**Tasks for this exercise**
• A. Condense the paragraph of the passage on COVID-19 vaccination that begins "Yes, 311 patients in Canada" into a short bulleted list that retains its main facts.
• B. Decide whether each statement agrees with the passage on COVID-19 vaccination, answering yes or no and quoting the deciding words: (i) Over 50 million doses have been administered in Canada. (ii) There is definitive evidence that the vaccines cause Bell's palsy. (iii) Moderna accounted for 67 of the reported Bell's palsy cases.
(Text under study Opens)
Yes, 311 patients in Canada reported a case of Bell’s palsy after getting a COVID-19 shot (206 Pfizer, 67 Moderna, 37 AstraZeneca and one unknown), but there is no definitive evidence of causation. Considering over 50 million doses have been administered in this country, that works out to about one Bell’s palsy case out of every 160,000 vaccines administered. In general, Bell’s palsy affects about one in 60 in their lifetime.
“But what about the people with serious health conditions that can’t get the vaccine?” I truly do sympathize with these people, but really, they’re few and far between.
Much like some seemingly healthy people had a “medical exemption” allowing them not to wear a mask, we suspect some may falsely claim they have a medical reason for not getting the vaccine. It’s crazy.
Imagine how COVID-19 patients dying in hospital beds in countries with very limited access to vaccines must feel watching Canadians refusing a life-saving antidote they can get at a pharmacy around the corner from their home.
The vaccinated are being told repeatedly to be patient and non-confrontational with the “vaccine hesitant,” but quite frankly, after 17 months, some of us are tired of doing the heavy lifting for those who confuse inconvenience for oppression and insist on their “rights” without acknowledging their responsibilities.
Ironically, as we witnessed earlier in the pandemic, those who are most outspoken about ending lockdowns and mask mandates are also those unwilling to take the simple, proven steps to make that happen.
(Text under study Closes)
(Data excerpts Opens)
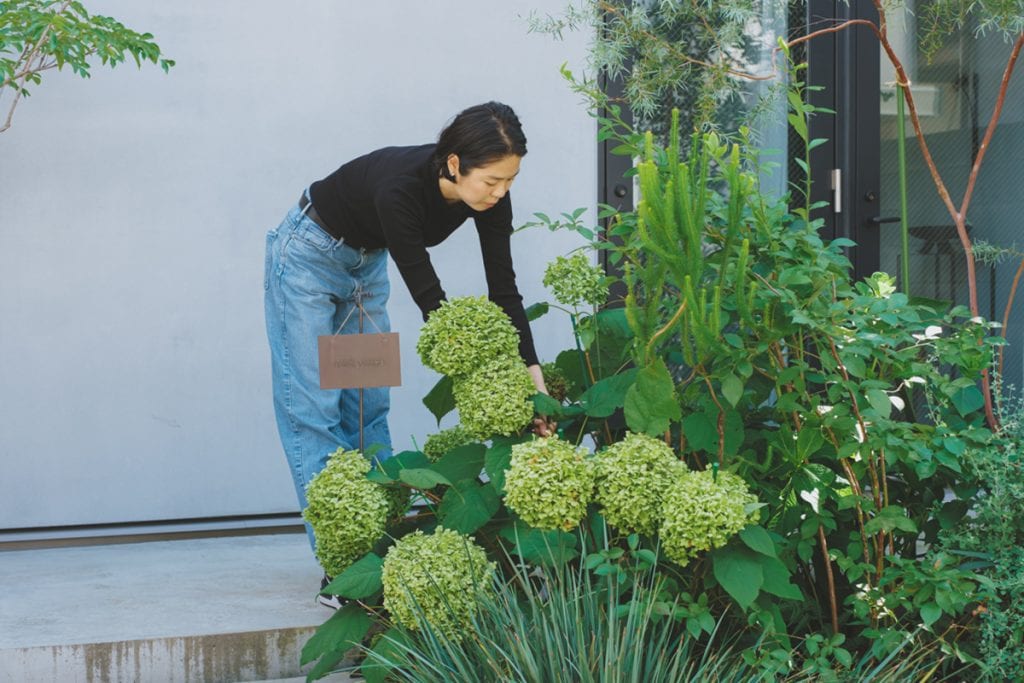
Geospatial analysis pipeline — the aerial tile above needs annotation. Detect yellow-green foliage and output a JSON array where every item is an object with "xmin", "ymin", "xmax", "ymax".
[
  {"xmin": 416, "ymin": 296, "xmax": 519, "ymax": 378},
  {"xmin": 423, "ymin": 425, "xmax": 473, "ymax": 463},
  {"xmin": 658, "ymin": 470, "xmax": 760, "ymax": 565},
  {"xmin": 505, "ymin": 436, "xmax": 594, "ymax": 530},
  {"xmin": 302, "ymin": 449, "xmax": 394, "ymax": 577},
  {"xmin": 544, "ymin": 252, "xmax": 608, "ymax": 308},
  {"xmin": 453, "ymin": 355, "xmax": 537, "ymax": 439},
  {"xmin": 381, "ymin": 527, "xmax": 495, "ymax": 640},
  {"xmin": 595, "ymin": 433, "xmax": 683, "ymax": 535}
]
(Data excerpts Closes)
(Data excerpts Opens)
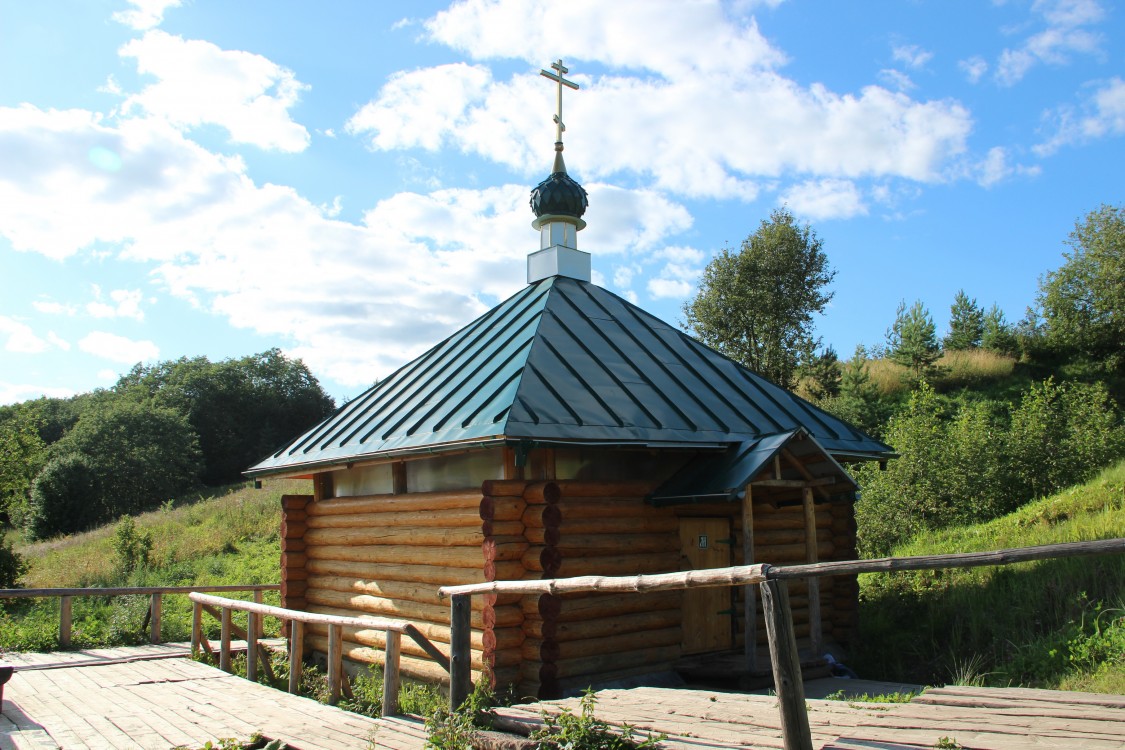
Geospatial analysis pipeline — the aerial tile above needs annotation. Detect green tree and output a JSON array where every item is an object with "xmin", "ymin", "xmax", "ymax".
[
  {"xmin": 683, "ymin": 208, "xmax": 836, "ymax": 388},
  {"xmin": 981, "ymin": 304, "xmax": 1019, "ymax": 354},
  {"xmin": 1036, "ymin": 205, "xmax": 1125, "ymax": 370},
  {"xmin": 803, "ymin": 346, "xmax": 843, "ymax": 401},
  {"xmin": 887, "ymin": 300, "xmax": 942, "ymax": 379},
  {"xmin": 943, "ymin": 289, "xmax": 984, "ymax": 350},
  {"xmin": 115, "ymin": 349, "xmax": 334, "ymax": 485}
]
(Data excerpts Closes)
**Task-by-task outputs**
• A.
- 311 patients in Canada reported Bell's palsy after a COVID-19 shot: 206 Pfizer, 67 Moderna, 37 AstraZeneca and one unknown.
- There is no definitive evidence of causation.
- With over 50 million doses administered in Canada, this is about one case per 160,000 vaccines.
- In general, Bell's palsy affects about one in 60 people in their lifetime.

• B.
(i) Yes: "over 50 million doses have been administered in this country"
(ii) No: "there is no definitive evidence of causation"
(iii) Yes: "67 Moderna"